§ Exercise tasks:
**1.** In the newsletter on living for a big reason, what is the stated rationale for asking question three of the Well-Formed Outcome questions?
**2.** Continue the newsletter on living for a big reason from the point where it stops, adding the next few paragraphs in the same voice.

[Neurons] Neurons #6 LIVING FOR A BIG REASON

Michael Hall meta at acsol.net
Sun Feb 2 22:35:37 EST 2020


From: L. Michael Hall 

2020 Neurons #6

Feb. 3, 2020

2020 Vision series #5

 

 

LIVING FOR A BIG REASON

 

To set a great 2020 visionary goal, set a goal in such a way that you can
live for a highly significant reason, a reason that answers the why
question.   "Why are you doing that?  Why is that important to you?"  "What
is your biggest why?"

 

For those of you who know the Well-Formed Outcome questions, this is
question three.  It is a question that works with a person's goals, we use
it to elicit the person's unique set of values.  What's the rationale for
this?  To facilitate synthesizing the person's goals with his values.
Obviously to go after something that you don't value, don't believe is
important, and don't ultimately care about is to set up a self-defeating
goal.  That is what sabotages the goal-setting of many people.

 

If you ask question three in a meta-stating way, you will elicit or create
your own unique hierarchy of values.  At first the values will be low level
and probably the values of survival, safety, social belonging,
self-importance that correspond to Maslow's list.  If you "hold" a given
value (X) in place, and again ask, "Why is X important to you?", and give
yourself time for reflection and discovery, you will make explicit your set
of values. [This is also something that you will learn to do in the APG
training.] 

 

Now the power of living your values and letting your values set your goals
is that it gives you a reason for living, a reason for taking action, and a
reason for thriving.  This is a process that can save you from frustration,
mediocrity, depression, feeling like a victim, and many other unpleasant
emotional consequences.

§ Data:
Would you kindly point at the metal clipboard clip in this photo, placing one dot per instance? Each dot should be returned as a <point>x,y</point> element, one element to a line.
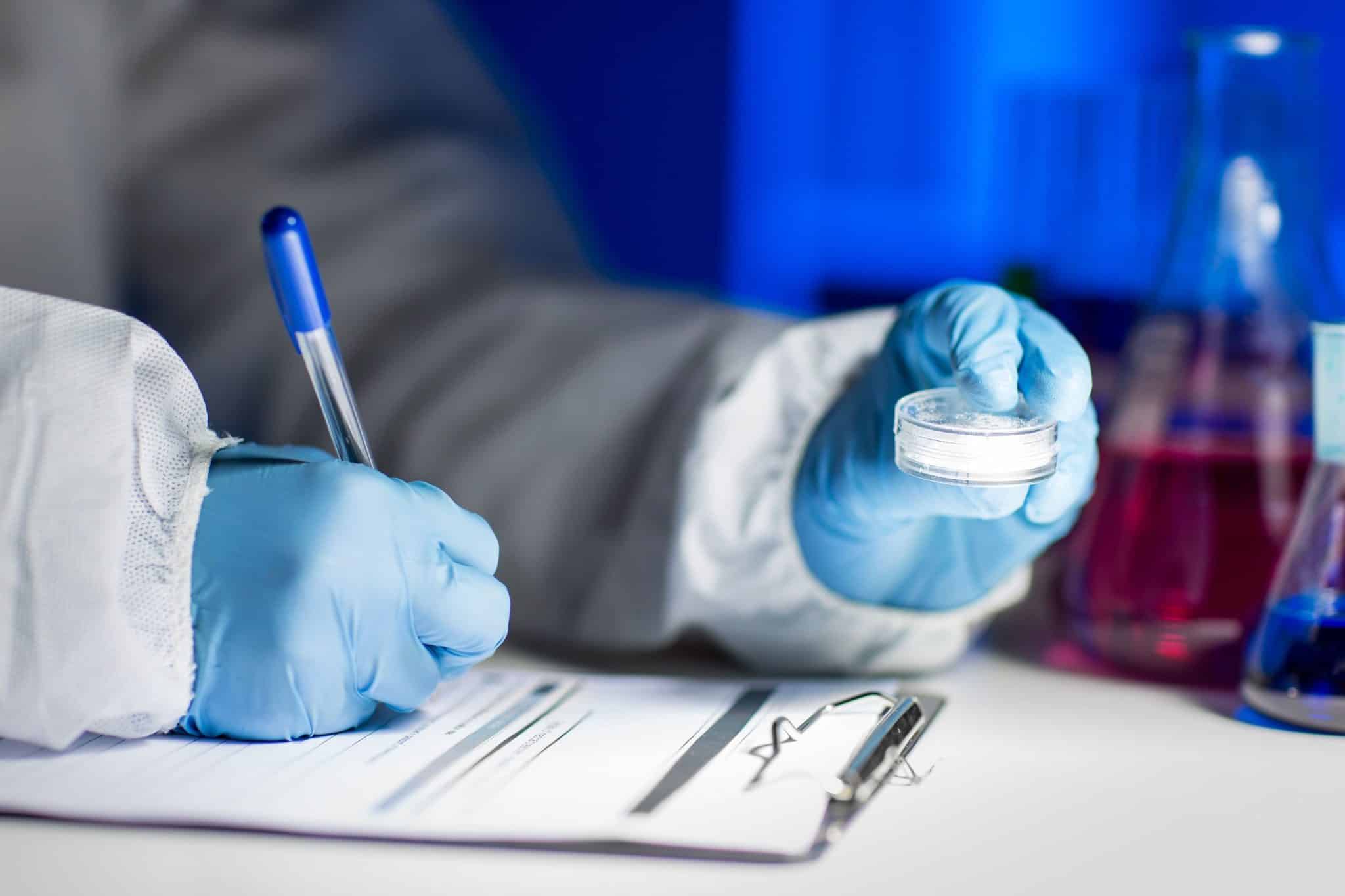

§ Answers per task:
**1.** To facilitate synthesizing the person's goals with his values.

**2.**
              

That's what happened to a Mr. Fuller at age 32 when he was living in
low-income public housing in Chicago.  His daughter had recently died from
polio and spinal meningitis.  Consequently, he became chronically depressed,
began drinking heavily, and then seriously considered committing suicide.
One night, while standing on a bridge and trying to decide whether to jump
to his death, he asked himself some questions about the meaning of life.
"What would make life worth living?"  At first he had no answers.  But he
continued to reflect.

 

Suddenly in a flash of spiritual insight, the answer came to him.   He would
begin an experiment, to determine how much a single individual could
contribute to changing the world and benefitting all humankind.  The answer,
it turned out, was "quite a lot."  Over the next 55 years, he patented over
2000 inventions, wrote 25 books, and went down in history as one of the
greatest thinkers, inventors, and servant leaders who ever lived.   If you
haven't yet guessed, I'm describing Buckminister Fuller.  The experiment
that he gave himself to was that of seeing what would happen if he did as
much good as possible to benefit the world.  That's also an experiment that
you can attempt.  Implied in that idea are multiple values.

Contribution -             "Doing good."

              Abundance -               "As much as I can."

              Making a difference - "To benefit the world."

              Unselfishness -           "To benefit the world."

              Discovery -                  What would happen if?

              Experimentation -       Give it a go.

 

Values drive behavior and because of that, values also create motivation.
It gives you a motive for acting, a reason for living.  Consequently if you
have a so-called motivation problem, elicit your values and give yourself
the opportunity to live them.  Do you have a big enough why for your goals?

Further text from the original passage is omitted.